## Extract provided
--- Begin ---
Both kayaks have different designs and usage. Depending on your requirements, you can choose the right option for you. In this article, we will discuss their advantages and disadvantages.

Sit-On-Top Kayak

Sit-on-top kayaks come with an open cockpit and a higher center of gravity. They have far more space as compared to sit-in kayaks. Let’s talk about their positive and negative sides.

Pros of Sit-On-Top Kayak

The open cockpit is the best part of a sit-on-top kayak as the paddler feels comfortable. You don’t feel confined, especially in case of overturning. If a capsize happens, you can easily climb back on the kayak.

Due to the higher center of gravity, sit-on-top kayaks are wider and offer excellent initial stability. Thanks to the completely enclosed design of their hulls, these sit-on-top kayaks are almost unsinkable.

Sit-on-top kayaks come with scupper holes that allow the water to drain out of the cockpit. It is extremely important in case of accidental capsize. These kayaks are a brilliant option for playing. You don’t need to carry a pump if you are using a sit-on-top kayak.

Thanks to the open “tank well,” you have a lot of space to take big items. You can even take a cooler to keep your fish fresh.

Cons of Sit-On-Top Kayak

Generally, sit-on-top kayaks are slower than sit-in kayaks because of their wider beam. They require more effort to move forward. They are suited for fishing and short-range excursions.

In terms of secondary stability, the sit-on-top kayak offers poor performance. Due to the higher center of gravity and wide beam, you don’t get good stability while paddling in rough seas or turning.

The open cockpit comes with a downside as well. Unfortunately, you can’t place your knees against the underside of the deck, which results in less paddle control and poor maneuverability.
--- End ---
## What you are asked to do
According to the kayak article, what feature of sit-on-top kayaks lets water drain out of the cockpit?

Excerpt from a dataset
--- Begin ---
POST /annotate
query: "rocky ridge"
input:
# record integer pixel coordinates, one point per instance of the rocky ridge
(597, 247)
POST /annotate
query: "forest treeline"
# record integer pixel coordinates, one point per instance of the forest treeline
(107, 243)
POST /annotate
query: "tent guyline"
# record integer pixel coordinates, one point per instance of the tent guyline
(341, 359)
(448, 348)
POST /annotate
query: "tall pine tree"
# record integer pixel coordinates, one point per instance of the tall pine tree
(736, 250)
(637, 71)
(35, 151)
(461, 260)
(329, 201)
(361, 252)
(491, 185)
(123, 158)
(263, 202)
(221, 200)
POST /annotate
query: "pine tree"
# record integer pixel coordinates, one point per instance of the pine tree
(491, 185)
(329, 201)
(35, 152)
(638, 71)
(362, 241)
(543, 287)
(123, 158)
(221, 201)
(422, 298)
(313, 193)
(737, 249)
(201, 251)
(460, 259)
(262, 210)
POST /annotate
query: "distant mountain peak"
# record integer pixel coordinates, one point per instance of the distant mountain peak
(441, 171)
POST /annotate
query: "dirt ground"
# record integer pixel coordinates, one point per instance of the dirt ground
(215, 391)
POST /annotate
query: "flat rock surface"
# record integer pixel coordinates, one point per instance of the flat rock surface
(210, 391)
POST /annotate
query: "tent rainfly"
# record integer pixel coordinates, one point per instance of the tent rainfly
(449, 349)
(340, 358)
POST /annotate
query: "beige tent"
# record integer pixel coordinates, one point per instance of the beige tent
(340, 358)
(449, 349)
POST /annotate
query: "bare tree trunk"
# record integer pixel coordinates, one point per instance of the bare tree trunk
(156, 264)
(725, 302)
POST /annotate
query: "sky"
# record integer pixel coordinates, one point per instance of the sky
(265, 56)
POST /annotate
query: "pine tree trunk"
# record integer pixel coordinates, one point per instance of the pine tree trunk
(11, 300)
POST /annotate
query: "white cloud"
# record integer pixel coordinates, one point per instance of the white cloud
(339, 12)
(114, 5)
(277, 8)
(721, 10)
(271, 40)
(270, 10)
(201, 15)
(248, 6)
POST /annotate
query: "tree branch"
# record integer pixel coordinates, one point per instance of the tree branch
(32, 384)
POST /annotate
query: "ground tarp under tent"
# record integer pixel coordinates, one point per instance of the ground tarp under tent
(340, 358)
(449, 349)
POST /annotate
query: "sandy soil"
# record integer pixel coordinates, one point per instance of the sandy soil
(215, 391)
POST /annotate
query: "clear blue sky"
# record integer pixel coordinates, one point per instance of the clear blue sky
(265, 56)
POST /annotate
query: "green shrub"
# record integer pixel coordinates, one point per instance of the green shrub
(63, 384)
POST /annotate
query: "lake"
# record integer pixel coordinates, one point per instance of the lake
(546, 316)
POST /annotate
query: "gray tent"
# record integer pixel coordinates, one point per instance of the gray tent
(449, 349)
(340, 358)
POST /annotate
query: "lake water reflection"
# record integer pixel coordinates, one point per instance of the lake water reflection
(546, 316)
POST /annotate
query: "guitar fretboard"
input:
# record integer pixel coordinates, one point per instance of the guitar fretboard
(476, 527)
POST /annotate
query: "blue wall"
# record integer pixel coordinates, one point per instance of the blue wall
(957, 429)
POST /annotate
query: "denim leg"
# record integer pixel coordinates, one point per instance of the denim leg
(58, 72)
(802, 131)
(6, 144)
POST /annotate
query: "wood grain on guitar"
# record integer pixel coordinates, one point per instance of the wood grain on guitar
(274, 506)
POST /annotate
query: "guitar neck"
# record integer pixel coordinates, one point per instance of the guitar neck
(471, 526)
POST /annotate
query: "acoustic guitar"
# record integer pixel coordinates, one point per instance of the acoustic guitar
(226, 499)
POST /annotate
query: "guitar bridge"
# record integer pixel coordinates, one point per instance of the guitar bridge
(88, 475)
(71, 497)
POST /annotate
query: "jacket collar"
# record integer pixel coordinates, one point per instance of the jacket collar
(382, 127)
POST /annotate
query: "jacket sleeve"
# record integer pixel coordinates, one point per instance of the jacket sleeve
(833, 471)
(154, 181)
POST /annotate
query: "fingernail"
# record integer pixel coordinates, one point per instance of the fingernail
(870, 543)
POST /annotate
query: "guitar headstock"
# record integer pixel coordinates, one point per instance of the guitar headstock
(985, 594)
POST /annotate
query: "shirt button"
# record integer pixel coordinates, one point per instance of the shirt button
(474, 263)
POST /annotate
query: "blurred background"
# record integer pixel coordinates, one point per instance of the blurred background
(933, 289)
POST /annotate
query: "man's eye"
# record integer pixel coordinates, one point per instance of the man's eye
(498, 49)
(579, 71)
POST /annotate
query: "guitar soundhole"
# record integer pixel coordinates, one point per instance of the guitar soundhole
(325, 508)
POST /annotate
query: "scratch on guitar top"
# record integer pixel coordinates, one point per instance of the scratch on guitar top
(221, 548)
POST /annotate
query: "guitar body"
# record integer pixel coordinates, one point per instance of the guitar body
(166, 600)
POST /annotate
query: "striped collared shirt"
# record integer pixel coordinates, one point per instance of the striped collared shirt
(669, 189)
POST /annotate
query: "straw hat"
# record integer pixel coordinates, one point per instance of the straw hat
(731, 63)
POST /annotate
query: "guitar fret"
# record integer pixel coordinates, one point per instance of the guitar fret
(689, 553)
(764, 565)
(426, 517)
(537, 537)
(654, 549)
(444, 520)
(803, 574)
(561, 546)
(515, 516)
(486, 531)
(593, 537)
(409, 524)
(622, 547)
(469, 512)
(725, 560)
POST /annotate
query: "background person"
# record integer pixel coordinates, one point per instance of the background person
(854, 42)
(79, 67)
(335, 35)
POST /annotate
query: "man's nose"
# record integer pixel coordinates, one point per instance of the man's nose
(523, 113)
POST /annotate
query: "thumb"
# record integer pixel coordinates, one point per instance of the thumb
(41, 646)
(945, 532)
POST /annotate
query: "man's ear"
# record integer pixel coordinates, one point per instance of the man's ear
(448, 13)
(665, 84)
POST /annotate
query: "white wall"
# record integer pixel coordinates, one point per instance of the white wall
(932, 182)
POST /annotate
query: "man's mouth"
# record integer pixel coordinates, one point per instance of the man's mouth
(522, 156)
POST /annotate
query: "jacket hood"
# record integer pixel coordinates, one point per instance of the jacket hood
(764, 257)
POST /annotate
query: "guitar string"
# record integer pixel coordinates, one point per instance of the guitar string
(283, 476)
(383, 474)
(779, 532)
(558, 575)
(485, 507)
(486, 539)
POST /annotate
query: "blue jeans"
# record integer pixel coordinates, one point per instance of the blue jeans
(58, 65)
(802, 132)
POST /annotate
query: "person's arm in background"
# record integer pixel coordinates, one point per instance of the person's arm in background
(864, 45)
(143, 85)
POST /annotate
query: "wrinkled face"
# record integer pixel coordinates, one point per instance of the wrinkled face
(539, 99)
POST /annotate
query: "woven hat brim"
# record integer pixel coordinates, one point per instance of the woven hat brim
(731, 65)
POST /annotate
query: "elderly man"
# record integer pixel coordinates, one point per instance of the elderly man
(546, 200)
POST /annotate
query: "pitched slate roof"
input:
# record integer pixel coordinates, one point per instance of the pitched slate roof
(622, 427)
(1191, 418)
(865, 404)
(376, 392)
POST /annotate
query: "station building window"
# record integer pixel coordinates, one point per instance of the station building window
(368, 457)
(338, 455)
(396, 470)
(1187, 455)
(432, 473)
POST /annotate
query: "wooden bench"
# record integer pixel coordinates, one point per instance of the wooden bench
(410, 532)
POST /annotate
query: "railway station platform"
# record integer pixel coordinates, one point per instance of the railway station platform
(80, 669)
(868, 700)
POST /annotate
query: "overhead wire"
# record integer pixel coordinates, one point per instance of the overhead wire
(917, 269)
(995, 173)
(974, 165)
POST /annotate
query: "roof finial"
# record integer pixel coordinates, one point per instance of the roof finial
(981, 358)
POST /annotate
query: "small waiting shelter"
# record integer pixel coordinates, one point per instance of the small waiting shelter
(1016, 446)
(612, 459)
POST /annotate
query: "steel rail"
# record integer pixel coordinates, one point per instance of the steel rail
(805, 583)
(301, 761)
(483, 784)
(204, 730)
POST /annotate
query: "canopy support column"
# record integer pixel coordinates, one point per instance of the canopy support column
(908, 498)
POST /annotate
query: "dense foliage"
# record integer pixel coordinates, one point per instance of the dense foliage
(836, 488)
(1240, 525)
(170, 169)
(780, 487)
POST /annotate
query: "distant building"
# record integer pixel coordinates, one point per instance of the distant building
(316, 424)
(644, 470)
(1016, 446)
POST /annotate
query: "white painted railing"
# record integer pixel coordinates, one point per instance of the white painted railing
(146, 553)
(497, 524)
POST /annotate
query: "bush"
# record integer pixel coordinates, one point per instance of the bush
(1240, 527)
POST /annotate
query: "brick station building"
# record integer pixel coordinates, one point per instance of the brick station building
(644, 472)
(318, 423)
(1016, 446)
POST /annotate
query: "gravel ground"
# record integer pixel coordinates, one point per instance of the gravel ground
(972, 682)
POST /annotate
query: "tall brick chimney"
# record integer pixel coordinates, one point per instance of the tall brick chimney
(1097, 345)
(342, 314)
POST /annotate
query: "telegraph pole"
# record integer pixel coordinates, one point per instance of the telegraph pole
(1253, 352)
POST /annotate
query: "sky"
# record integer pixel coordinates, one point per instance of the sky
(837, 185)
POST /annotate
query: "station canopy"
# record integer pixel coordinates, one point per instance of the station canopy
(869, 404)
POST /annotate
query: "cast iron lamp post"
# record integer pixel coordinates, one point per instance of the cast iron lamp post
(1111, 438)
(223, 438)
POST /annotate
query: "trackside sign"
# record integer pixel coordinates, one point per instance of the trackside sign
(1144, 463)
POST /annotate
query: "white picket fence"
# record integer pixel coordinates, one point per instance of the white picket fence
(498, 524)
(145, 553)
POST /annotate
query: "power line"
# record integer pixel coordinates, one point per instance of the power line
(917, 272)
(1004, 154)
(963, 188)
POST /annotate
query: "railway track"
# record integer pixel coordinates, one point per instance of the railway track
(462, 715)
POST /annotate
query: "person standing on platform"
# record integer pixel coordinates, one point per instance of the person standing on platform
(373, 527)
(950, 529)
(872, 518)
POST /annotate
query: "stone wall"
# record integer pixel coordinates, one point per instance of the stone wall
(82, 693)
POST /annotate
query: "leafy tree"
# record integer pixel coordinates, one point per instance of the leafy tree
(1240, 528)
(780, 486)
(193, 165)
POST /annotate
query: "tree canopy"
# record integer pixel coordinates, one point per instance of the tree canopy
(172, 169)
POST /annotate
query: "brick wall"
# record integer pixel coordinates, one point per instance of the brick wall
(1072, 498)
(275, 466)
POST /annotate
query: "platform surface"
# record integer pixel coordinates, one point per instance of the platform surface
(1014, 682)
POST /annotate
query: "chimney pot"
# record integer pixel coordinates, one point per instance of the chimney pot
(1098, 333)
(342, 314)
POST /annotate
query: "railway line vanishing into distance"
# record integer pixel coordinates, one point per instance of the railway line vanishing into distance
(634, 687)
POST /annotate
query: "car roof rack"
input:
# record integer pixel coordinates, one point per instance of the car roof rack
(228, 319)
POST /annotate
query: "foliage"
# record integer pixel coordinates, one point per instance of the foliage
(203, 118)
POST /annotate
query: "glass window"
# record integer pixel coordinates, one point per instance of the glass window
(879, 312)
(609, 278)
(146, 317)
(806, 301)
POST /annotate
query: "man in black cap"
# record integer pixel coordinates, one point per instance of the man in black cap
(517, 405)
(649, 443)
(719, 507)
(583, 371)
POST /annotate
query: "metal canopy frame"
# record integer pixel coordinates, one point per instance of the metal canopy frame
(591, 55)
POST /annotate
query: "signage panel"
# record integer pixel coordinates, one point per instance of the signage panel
--- End ---
## Exercise answer
Scupper holes.